## Work to do
Copy out the records word for word, starting at the line containing "Where in this photo can the grass" and continuing through the end of the records.

»»

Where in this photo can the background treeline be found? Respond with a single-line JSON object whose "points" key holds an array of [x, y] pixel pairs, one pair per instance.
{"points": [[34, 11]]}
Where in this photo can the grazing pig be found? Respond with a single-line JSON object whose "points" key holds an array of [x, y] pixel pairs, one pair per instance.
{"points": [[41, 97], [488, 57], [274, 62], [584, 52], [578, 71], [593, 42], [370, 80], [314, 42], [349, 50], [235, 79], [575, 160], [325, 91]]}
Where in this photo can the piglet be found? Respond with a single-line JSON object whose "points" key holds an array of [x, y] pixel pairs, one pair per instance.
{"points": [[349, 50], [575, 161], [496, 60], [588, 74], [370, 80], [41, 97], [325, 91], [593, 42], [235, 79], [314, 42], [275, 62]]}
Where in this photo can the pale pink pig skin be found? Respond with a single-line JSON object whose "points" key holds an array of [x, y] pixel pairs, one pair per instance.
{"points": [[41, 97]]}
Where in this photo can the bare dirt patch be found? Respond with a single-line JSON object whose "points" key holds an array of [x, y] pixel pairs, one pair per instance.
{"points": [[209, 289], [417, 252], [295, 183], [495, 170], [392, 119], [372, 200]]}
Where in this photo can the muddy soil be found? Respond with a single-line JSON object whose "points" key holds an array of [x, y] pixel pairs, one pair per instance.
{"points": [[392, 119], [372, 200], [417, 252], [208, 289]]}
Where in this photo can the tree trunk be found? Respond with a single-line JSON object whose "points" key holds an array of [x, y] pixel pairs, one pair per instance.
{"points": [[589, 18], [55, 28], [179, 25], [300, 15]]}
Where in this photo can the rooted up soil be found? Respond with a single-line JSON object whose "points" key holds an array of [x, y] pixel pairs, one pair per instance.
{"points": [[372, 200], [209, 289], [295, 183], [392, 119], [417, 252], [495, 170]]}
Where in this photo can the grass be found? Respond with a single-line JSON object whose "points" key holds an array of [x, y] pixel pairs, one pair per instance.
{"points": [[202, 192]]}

««

## Task solution
Where in this photo can the grass be found? Respond with a single-line JSON object whose "points" key holds an array of [x, y] pixel pairs, one pair per instance.
{"points": [[202, 192]]}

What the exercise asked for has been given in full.